EXTRACTED ENTRIES:
+++++

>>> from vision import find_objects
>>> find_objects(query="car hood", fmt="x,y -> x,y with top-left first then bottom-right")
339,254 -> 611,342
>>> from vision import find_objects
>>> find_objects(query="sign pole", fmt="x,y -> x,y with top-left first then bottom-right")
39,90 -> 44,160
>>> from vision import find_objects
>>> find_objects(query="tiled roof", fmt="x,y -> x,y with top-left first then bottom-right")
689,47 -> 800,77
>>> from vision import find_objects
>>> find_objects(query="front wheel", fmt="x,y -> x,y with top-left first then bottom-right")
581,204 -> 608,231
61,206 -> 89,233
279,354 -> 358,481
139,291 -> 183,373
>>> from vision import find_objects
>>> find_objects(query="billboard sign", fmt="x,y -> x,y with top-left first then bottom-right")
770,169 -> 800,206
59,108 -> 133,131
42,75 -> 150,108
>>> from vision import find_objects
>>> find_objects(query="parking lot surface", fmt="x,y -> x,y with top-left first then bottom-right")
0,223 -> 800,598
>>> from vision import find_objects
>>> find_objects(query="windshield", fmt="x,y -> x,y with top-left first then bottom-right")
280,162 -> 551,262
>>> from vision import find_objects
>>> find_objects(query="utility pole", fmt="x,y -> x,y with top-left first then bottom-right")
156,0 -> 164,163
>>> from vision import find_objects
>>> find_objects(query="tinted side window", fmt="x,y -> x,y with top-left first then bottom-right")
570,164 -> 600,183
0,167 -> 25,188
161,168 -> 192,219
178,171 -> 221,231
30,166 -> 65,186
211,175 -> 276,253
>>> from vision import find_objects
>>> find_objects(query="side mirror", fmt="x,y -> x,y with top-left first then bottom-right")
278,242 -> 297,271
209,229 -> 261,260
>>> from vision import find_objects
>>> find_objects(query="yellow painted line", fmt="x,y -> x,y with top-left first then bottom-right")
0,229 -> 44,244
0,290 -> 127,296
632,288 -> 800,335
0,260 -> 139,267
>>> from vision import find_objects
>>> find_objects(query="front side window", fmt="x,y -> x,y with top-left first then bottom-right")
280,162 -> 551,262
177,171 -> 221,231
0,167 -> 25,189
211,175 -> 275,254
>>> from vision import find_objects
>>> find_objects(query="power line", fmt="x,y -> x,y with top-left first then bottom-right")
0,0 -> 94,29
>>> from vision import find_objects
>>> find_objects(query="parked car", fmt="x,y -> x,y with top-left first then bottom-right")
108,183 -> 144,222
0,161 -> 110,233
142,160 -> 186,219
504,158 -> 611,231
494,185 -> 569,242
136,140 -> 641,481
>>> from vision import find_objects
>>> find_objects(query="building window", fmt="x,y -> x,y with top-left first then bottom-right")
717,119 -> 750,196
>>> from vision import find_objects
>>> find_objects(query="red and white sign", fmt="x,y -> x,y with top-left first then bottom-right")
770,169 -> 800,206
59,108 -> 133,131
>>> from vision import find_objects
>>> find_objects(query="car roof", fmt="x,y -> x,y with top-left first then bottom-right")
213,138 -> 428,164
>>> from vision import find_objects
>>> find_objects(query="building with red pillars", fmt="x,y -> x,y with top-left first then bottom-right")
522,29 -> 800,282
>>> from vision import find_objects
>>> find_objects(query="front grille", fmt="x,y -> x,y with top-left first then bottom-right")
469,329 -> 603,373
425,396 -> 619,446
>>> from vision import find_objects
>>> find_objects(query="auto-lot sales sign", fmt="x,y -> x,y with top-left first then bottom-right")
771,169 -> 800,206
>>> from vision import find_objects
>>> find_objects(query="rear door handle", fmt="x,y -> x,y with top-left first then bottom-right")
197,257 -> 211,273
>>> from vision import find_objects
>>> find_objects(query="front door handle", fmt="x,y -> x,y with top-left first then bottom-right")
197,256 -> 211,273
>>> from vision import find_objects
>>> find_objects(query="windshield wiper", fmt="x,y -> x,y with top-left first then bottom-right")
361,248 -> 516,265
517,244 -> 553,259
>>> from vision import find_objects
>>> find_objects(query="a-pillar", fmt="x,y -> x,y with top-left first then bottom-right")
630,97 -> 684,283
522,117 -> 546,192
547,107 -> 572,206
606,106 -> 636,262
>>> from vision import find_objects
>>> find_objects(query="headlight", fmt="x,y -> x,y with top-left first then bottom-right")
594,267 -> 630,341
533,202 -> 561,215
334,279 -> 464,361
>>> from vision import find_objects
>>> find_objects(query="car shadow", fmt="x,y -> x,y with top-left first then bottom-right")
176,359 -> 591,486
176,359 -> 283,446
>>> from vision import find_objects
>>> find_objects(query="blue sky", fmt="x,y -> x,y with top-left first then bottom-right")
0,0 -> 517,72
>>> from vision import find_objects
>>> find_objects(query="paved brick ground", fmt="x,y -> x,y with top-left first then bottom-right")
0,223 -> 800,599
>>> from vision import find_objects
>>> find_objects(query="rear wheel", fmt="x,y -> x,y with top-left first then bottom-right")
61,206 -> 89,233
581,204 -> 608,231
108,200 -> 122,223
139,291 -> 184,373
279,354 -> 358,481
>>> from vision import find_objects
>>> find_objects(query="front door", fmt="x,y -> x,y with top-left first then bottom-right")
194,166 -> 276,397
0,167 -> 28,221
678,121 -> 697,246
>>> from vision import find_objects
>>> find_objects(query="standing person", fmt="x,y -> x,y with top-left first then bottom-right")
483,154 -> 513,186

+++++

SET PROBLEM: Reproduce the records from their first line through the line containing "0,0 -> 94,29", both ends included and requests kept, and shift every coordinate in the answers up by 97. Leave the requests and their format samples unchanged.

RESULT:
>>> from vision import find_objects
>>> find_objects(query="car hood", fmt="x,y -> x,y with top-left first then bottom-right")
436,351 -> 708,439
>>> from vision import find_objects
>>> find_objects(query="sign pole", fmt="x,y -> x,y with top-left first then bottom-right")
136,187 -> 141,257
>>> from vision import find_objects
>>> find_objects(query="tiled roof", fmt="x,y -> x,y with top-left first then bottom-right")
786,144 -> 897,174
>>> from vision import find_objects
>>> find_objects(query="front wheel", fmt="x,y -> x,y with top-left first then bottom-right")
678,301 -> 705,328
158,303 -> 186,330
376,451 -> 455,578
236,388 -> 280,470
>>> from vision import find_objects
>>> find_objects(query="billboard sign", fmt="x,y -> x,y with top-left first then bottom-right")
867,266 -> 897,303
156,205 -> 230,228
139,172 -> 247,205
>>> from vision import find_objects
>>> find_objects(query="parking lot surface", fmt="x,y -> x,y with top-left first then bottom-right")
97,320 -> 897,695
>>> from vision import find_objects
>>> find_objects(query="windshield", fmt="x,y -> x,y with top-left first then bottom-right")
377,259 -> 648,359
>>> from vision import find_objects
>>> find_objects(query="utility pole", fmt="x,y -> x,y with top-left first then bottom-right")
253,97 -> 261,260
>>> from vision import find_objects
>>> find_objects(query="tinted side window", fmt="x,y -> x,y with top-left first then bottom-right")
667,261 -> 697,280
97,264 -> 122,285
258,265 -> 289,316
275,268 -> 318,328
127,263 -> 162,283
308,272 -> 373,350
>>> from vision import find_objects
>>> find_objects(query="side mirror", fmt="x,y -> x,y with top-left first then bottom-right")
375,339 -> 394,368
306,326 -> 358,357
>>> from vision import find_objects
>>> find_objects(query="yellow painted line", fmt="x,y -> x,y with top-left first then bottom-right")
97,326 -> 141,341
97,387 -> 224,393
729,385 -> 897,432
97,357 -> 236,364
>>> from vision import find_objects
>>> find_objects(query="front side window", fmt="x,y -> x,y with top-left first then bottom-right")
377,259 -> 648,359
274,268 -> 318,328
97,264 -> 122,286
308,272 -> 372,351
>>> from vision import find_objects
>>> find_objects(query="power line", fmt="x,y -> x,y with top-left first then bottom-right")
97,97 -> 191,126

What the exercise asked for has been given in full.